## Text for analysis
One answer the bosses provide, a Kool-Aid I drink, is therapy. I’ve been going to a nice liberal shrink for longer than I’m going to admit and still manage to be miserable. Capitalism is a cesspool of hypocrisy, lies, and dispossession. The system chips away at our class and individual ability to make change and own our destinies. So, we develop maladaptive behaviors to stay sane, some more than others (like me). But no one is truly sane in an inhumane and insane system. (Under communism will we begin to fathom what we are capable of doing, thinking, and creating.) In reaction, we choose the comfort of individualism, which proves to be just a Band-Aid anyway.
Therapists are not your friends. They will be useful ruling-class tools under growing fascism. Therapy sells you the dream that happiness is an inside job. Isolate yourself in the Redwoods or Green Mountains to find inner peace. (Yea, that doesn’t sound lonely at all.) Self-actualization, they call it. Understand your deepest darkest parts, and stay confused of the dark times around you.
Therapists will openly admit their concern is your health—not your friends’, co-workers’, or wife’s. And they definitely don’t care about the health of the class struggle. Stressed? Don’t go to so many protests; take a bubble bath instead. Do you, boo. Unable to commit to a relationship? It’s your mother’s fault.

## Entries shown
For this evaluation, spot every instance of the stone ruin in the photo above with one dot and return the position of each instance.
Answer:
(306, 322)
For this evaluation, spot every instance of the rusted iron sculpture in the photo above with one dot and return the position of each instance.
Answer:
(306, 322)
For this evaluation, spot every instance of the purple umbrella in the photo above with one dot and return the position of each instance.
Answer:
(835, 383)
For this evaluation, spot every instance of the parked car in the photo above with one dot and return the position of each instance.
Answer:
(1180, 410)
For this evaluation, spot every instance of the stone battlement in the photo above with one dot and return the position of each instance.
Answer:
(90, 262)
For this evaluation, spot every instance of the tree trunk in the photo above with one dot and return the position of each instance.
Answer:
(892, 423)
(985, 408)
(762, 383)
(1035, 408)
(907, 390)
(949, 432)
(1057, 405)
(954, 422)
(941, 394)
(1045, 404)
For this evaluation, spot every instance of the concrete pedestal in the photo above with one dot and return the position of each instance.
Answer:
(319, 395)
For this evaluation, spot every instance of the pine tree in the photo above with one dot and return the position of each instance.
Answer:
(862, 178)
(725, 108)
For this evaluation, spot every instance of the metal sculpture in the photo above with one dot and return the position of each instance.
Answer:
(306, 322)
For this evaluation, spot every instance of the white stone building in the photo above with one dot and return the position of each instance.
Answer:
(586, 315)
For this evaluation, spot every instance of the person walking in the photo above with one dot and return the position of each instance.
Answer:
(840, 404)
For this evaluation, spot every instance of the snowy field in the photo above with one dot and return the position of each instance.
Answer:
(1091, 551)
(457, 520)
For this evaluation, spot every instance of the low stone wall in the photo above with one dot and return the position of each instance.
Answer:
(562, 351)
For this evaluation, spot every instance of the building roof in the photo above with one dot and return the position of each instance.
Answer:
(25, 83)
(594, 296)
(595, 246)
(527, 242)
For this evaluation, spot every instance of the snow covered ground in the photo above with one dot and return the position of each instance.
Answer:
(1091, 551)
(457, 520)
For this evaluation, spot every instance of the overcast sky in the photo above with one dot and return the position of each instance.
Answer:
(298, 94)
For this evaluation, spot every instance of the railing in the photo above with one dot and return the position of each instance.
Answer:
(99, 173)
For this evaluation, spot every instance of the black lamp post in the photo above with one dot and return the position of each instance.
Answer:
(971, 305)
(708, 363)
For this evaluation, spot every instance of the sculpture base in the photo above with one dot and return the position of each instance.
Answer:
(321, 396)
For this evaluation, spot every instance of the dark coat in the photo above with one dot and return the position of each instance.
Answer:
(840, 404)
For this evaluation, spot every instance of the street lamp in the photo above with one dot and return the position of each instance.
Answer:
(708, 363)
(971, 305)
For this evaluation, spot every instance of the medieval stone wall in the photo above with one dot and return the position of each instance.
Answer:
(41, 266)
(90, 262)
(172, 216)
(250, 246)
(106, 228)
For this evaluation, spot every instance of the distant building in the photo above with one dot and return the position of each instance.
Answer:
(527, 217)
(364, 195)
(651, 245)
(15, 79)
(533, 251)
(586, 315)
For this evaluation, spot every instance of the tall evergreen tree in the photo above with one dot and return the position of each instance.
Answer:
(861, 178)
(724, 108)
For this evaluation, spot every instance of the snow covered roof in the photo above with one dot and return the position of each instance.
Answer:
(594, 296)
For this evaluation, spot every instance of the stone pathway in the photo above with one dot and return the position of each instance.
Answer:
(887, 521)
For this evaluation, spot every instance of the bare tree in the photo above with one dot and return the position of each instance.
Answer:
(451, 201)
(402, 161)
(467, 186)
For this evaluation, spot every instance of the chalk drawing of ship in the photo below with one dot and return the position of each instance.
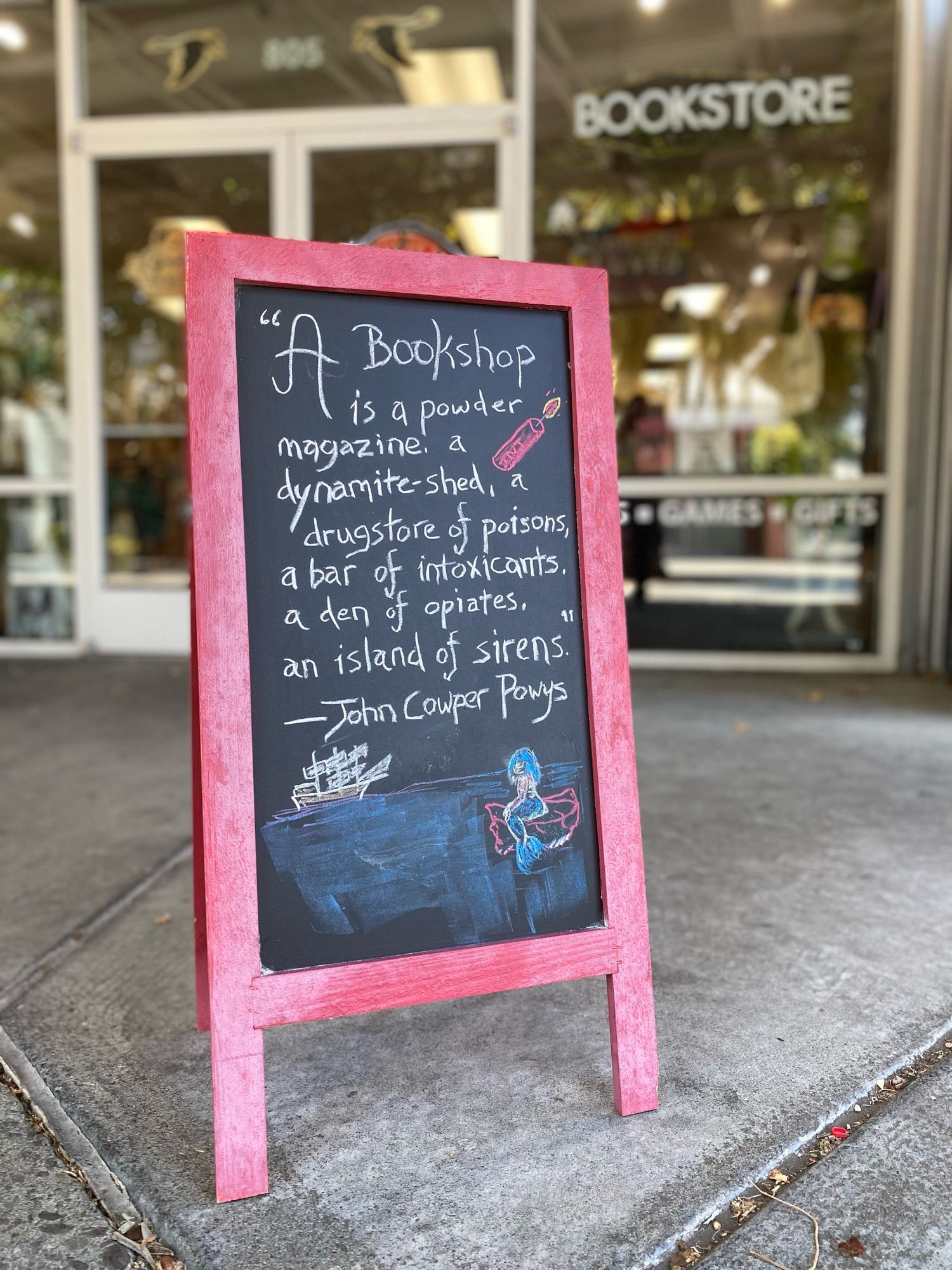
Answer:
(341, 775)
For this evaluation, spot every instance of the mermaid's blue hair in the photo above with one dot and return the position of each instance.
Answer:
(525, 756)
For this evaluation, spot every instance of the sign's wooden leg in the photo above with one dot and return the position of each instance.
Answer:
(199, 846)
(202, 1017)
(238, 1106)
(631, 1022)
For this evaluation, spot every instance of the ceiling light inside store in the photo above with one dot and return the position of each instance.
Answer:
(22, 224)
(699, 300)
(158, 270)
(451, 77)
(13, 37)
(676, 347)
(480, 231)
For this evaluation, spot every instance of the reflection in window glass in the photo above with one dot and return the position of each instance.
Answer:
(36, 576)
(752, 573)
(34, 432)
(731, 170)
(144, 59)
(147, 206)
(450, 191)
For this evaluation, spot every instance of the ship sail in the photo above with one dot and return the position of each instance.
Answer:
(343, 773)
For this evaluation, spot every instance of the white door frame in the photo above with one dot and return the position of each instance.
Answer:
(139, 619)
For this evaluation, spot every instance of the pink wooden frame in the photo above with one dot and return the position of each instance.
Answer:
(241, 1000)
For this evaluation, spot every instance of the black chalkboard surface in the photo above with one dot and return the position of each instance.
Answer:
(421, 733)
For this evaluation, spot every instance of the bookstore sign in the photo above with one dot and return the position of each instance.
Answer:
(714, 106)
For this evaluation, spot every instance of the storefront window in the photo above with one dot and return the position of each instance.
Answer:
(752, 572)
(144, 59)
(731, 170)
(428, 196)
(36, 573)
(145, 208)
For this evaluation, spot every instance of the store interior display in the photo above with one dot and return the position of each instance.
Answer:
(731, 170)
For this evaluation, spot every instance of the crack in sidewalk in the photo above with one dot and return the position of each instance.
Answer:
(82, 1160)
(717, 1224)
(45, 965)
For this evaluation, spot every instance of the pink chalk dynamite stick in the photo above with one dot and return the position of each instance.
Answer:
(525, 438)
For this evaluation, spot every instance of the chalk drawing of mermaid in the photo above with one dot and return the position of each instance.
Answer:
(529, 825)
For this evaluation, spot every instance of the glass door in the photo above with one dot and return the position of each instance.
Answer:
(416, 192)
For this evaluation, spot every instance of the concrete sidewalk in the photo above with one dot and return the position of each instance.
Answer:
(799, 886)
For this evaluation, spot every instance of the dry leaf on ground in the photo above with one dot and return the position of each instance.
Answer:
(851, 1248)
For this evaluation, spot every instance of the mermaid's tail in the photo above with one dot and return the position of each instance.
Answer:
(530, 853)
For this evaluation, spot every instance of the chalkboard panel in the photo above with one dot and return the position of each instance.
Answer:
(421, 732)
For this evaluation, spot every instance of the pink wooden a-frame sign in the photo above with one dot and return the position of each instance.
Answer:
(235, 999)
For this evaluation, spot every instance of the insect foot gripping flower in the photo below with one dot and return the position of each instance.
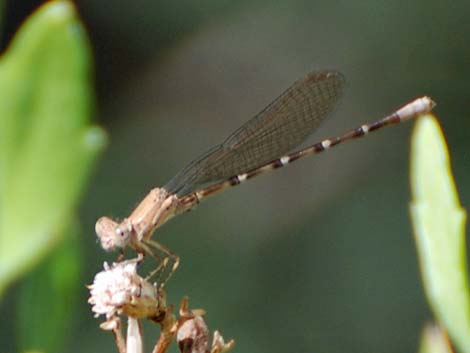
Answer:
(193, 334)
(120, 290)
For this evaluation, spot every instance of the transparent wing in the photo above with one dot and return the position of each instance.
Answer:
(280, 127)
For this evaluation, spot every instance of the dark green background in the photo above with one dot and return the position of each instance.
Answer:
(318, 257)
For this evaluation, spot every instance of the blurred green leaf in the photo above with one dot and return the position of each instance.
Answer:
(48, 298)
(434, 340)
(439, 227)
(46, 143)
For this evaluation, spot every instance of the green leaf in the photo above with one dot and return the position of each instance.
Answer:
(46, 143)
(439, 227)
(434, 340)
(48, 298)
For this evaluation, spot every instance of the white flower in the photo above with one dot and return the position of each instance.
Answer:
(119, 289)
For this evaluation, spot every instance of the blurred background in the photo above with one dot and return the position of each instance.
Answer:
(318, 256)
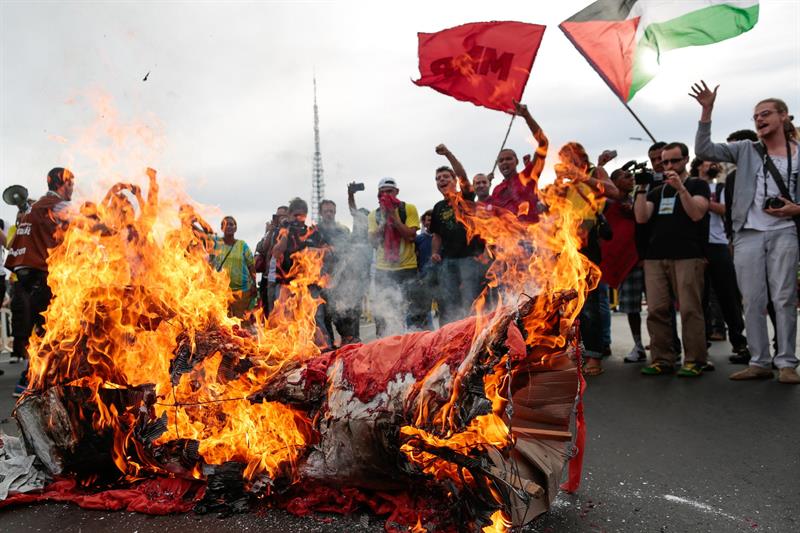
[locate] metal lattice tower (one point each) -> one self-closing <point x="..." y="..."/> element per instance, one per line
<point x="317" y="177"/>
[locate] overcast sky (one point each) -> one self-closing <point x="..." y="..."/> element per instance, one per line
<point x="227" y="106"/>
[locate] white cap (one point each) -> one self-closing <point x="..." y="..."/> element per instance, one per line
<point x="388" y="182"/>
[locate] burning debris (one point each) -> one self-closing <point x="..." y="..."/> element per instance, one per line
<point x="141" y="375"/>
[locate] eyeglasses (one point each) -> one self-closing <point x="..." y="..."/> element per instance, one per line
<point x="763" y="114"/>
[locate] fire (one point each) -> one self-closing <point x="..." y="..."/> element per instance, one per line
<point x="540" y="259"/>
<point x="137" y="306"/>
<point x="129" y="283"/>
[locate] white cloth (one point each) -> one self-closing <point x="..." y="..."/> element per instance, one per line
<point x="716" y="223"/>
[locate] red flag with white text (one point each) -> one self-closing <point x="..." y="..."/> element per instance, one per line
<point x="486" y="63"/>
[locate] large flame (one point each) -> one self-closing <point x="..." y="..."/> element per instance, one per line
<point x="134" y="291"/>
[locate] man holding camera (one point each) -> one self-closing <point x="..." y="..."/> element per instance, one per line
<point x="764" y="218"/>
<point x="677" y="213"/>
<point x="37" y="233"/>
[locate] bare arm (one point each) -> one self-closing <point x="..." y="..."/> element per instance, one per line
<point x="602" y="184"/>
<point x="717" y="208"/>
<point x="436" y="248"/>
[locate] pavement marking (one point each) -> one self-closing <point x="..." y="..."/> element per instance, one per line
<point x="701" y="507"/>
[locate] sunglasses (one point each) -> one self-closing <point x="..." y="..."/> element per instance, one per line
<point x="763" y="114"/>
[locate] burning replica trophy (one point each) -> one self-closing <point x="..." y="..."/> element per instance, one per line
<point x="141" y="379"/>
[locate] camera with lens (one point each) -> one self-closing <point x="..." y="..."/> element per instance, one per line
<point x="641" y="174"/>
<point x="773" y="202"/>
<point x="355" y="187"/>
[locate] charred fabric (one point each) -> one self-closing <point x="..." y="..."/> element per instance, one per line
<point x="363" y="413"/>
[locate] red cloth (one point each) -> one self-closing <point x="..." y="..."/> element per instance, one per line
<point x="158" y="496"/>
<point x="518" y="195"/>
<point x="619" y="255"/>
<point x="391" y="237"/>
<point x="486" y="63"/>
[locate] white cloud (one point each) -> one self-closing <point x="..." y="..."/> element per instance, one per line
<point x="230" y="84"/>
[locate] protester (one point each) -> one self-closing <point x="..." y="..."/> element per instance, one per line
<point x="460" y="270"/>
<point x="295" y="236"/>
<point x="586" y="186"/>
<point x="481" y="184"/>
<point x="765" y="235"/>
<point x="517" y="192"/>
<point x="677" y="211"/>
<point x="730" y="181"/>
<point x="341" y="310"/>
<point x="392" y="229"/>
<point x="235" y="257"/>
<point x="620" y="259"/>
<point x="720" y="272"/>
<point x="359" y="260"/>
<point x="38" y="232"/>
<point x="265" y="262"/>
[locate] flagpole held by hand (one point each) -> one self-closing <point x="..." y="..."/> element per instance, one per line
<point x="505" y="139"/>
<point x="640" y="122"/>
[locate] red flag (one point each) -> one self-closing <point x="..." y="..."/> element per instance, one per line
<point x="486" y="63"/>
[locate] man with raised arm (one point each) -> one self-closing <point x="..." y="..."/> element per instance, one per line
<point x="764" y="215"/>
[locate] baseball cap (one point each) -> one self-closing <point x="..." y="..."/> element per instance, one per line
<point x="388" y="182"/>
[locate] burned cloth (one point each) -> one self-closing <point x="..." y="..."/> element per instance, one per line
<point x="18" y="472"/>
<point x="158" y="496"/>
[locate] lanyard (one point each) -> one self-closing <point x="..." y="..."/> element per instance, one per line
<point x="788" y="170"/>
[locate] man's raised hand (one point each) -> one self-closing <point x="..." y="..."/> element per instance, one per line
<point x="704" y="96"/>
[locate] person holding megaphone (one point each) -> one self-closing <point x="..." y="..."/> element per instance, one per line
<point x="27" y="258"/>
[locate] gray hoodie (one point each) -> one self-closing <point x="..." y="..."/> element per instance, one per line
<point x="747" y="160"/>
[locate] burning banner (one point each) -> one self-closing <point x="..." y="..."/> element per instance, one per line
<point x="142" y="382"/>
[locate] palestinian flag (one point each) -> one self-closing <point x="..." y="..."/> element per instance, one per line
<point x="623" y="39"/>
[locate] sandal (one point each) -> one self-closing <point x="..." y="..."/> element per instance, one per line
<point x="592" y="370"/>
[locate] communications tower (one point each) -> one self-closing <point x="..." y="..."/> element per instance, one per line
<point x="317" y="177"/>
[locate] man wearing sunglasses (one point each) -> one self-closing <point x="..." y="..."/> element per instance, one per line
<point x="765" y="216"/>
<point x="677" y="213"/>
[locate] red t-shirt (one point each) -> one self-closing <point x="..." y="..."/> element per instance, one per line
<point x="517" y="194"/>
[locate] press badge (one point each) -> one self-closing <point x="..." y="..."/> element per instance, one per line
<point x="666" y="206"/>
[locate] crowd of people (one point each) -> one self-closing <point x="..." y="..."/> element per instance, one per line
<point x="712" y="239"/>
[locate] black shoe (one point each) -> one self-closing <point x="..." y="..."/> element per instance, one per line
<point x="741" y="357"/>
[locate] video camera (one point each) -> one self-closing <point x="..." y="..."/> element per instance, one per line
<point x="641" y="174"/>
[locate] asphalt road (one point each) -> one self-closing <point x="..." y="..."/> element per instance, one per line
<point x="664" y="454"/>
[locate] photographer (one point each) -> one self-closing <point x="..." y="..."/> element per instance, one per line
<point x="458" y="258"/>
<point x="265" y="263"/>
<point x="295" y="236"/>
<point x="764" y="216"/>
<point x="677" y="211"/>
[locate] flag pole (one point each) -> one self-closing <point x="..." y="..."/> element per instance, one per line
<point x="502" y="146"/>
<point x="639" y="121"/>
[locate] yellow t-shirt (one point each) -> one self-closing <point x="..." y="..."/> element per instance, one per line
<point x="408" y="256"/>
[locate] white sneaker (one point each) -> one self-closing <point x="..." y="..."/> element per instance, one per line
<point x="636" y="355"/>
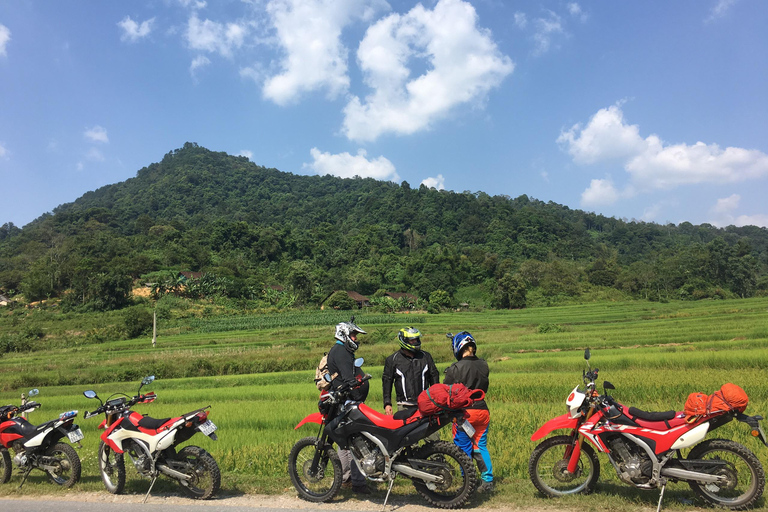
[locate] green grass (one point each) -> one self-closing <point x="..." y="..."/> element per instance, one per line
<point x="655" y="355"/>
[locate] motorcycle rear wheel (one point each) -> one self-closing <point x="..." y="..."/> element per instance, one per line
<point x="206" y="477"/>
<point x="744" y="472"/>
<point x="458" y="472"/>
<point x="67" y="463"/>
<point x="112" y="469"/>
<point x="5" y="465"/>
<point x="320" y="486"/>
<point x="548" y="468"/>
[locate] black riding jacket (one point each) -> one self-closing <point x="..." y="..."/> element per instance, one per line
<point x="472" y="372"/>
<point x="341" y="362"/>
<point x="411" y="373"/>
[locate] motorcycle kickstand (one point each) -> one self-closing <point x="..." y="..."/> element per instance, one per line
<point x="391" y="483"/>
<point x="151" y="484"/>
<point x="26" y="474"/>
<point x="661" y="496"/>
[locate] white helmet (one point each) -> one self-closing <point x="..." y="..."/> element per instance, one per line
<point x="343" y="332"/>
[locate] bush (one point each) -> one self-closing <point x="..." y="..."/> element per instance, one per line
<point x="138" y="321"/>
<point x="340" y="300"/>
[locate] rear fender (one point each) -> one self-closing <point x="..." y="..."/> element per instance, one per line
<point x="312" y="418"/>
<point x="561" y="422"/>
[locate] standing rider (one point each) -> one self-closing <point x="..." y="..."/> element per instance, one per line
<point x="473" y="372"/>
<point x="411" y="370"/>
<point x="341" y="367"/>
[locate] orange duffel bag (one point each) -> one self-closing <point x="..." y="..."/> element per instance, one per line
<point x="729" y="398"/>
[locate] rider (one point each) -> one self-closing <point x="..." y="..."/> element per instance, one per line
<point x="473" y="372"/>
<point x="411" y="370"/>
<point x="341" y="365"/>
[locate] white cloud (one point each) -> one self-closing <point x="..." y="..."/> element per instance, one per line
<point x="463" y="64"/>
<point x="727" y="204"/>
<point x="751" y="220"/>
<point x="214" y="37"/>
<point x="345" y="165"/>
<point x="606" y="137"/>
<point x="133" y="31"/>
<point x="521" y="20"/>
<point x="719" y="10"/>
<point x="438" y="183"/>
<point x="546" y="29"/>
<point x="599" y="193"/>
<point x="199" y="62"/>
<point x="651" y="163"/>
<point x="5" y="36"/>
<point x="97" y="134"/>
<point x="309" y="31"/>
<point x="94" y="155"/>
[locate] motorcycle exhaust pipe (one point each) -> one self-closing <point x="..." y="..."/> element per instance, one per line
<point x="173" y="473"/>
<point x="415" y="473"/>
<point x="684" y="474"/>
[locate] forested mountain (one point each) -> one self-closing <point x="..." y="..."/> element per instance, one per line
<point x="249" y="229"/>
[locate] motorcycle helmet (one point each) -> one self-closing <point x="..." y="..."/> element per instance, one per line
<point x="410" y="339"/>
<point x="460" y="341"/>
<point x="344" y="331"/>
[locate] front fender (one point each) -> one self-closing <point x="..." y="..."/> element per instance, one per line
<point x="561" y="422"/>
<point x="312" y="418"/>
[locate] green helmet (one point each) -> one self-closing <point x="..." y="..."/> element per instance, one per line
<point x="410" y="339"/>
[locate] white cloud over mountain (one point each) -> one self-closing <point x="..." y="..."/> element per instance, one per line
<point x="463" y="65"/>
<point x="345" y="165"/>
<point x="651" y="163"/>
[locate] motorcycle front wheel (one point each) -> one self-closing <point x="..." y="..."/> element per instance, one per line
<point x="112" y="469"/>
<point x="459" y="477"/>
<point x="65" y="465"/>
<point x="548" y="468"/>
<point x="202" y="467"/>
<point x="5" y="465"/>
<point x="744" y="475"/>
<point x="317" y="484"/>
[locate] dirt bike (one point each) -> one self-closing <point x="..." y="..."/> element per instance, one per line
<point x="382" y="447"/>
<point x="38" y="447"/>
<point x="645" y="450"/>
<point x="151" y="445"/>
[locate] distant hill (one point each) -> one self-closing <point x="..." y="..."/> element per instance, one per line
<point x="252" y="227"/>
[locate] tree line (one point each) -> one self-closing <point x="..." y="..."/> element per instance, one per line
<point x="253" y="230"/>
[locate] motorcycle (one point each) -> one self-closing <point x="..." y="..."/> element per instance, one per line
<point x="382" y="447"/>
<point x="644" y="449"/>
<point x="151" y="445"/>
<point x="38" y="447"/>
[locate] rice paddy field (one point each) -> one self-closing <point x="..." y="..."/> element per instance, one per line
<point x="256" y="373"/>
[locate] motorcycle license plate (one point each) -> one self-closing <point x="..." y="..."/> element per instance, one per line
<point x="468" y="428"/>
<point x="75" y="436"/>
<point x="207" y="428"/>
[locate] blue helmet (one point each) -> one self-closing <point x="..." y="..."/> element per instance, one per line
<point x="460" y="341"/>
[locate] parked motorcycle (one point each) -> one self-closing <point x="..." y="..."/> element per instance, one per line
<point x="39" y="447"/>
<point x="151" y="445"/>
<point x="645" y="450"/>
<point x="382" y="447"/>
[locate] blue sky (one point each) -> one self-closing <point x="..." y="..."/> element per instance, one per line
<point x="654" y="111"/>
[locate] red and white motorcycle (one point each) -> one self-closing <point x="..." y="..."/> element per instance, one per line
<point x="39" y="446"/>
<point x="151" y="445"/>
<point x="645" y="450"/>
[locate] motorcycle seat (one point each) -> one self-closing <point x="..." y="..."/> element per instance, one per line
<point x="382" y="420"/>
<point x="656" y="420"/>
<point x="151" y="423"/>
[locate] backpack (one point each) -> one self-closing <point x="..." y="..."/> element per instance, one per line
<point x="442" y="397"/>
<point x="320" y="372"/>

## Work task 1
From the essay on therapy and capitalism, return the passage starting at "Therapists will openly" and ending at "your mother’s fault.".
## Work task 2
In the essay on therapy and capitalism, what dream does therapy sell you?
## Work task 3
Write what comes next in the essay on therapy and capitalism, picking up after its final sentence.

## Task answer 1
Therapists will openly admit their concern is your health—not your friends’, co-workers’, or wife’s. And they definitely don’t care about the health of the class struggle. Stressed? Don’t go to so many protests; take a bubble bath instead. Do you, boo. Unable to commit to a relationship? It’s your mother’s fault.

## Task answer 2
That happiness is an inside job.

## Task answer 3
Joy is a collective job. It lives with the working class. Growing through sh*t is part of the capitalist package—some more than others because of racism and sexism. The system isn’t just about wage slavery. Marx and Engels had a name for it: alienation (it covered both the economic and political condition. Yea, your subjectivity is a political thing.)
So what does this mean in a time when our class is beaten down? To be honest, I don’t have the answers. That’s why I read CHALLENGE. But I do know my attitude and mood have a relationship with my involvement in the class struggle.
The kind of confidence we need as a class happens in a process where we fight together and stretch outside the borders of what the ruling class finds manageable. If we fight the false comforts, and confront our shortcomings in an honest, collective way, we stand a chance to be useful to our class, our kids, and ourselves. We got to weather this unstable climate.
Communists are not immune from this toxic system. We can’t let the bosses win by becoming toxic ourselves. “The revolutionary must destroy the rut or the rut will destroy the revolutionary.”
Open yourself up to those around you. A shrink is a poor substitute for the real therapy of class struggle. There is no glorious short cut; it’s an ordinary and protracted process. We can choose comfort. Or we can have struggle, connection, and a little bit of courage to put our ideas and our flawed selves out there. We can get cozy with a beer and a binge on Stranger Things. Or we can learn to face discomfort, change ourselves, and contribute to a fighting atmosphere in this turbulent climate.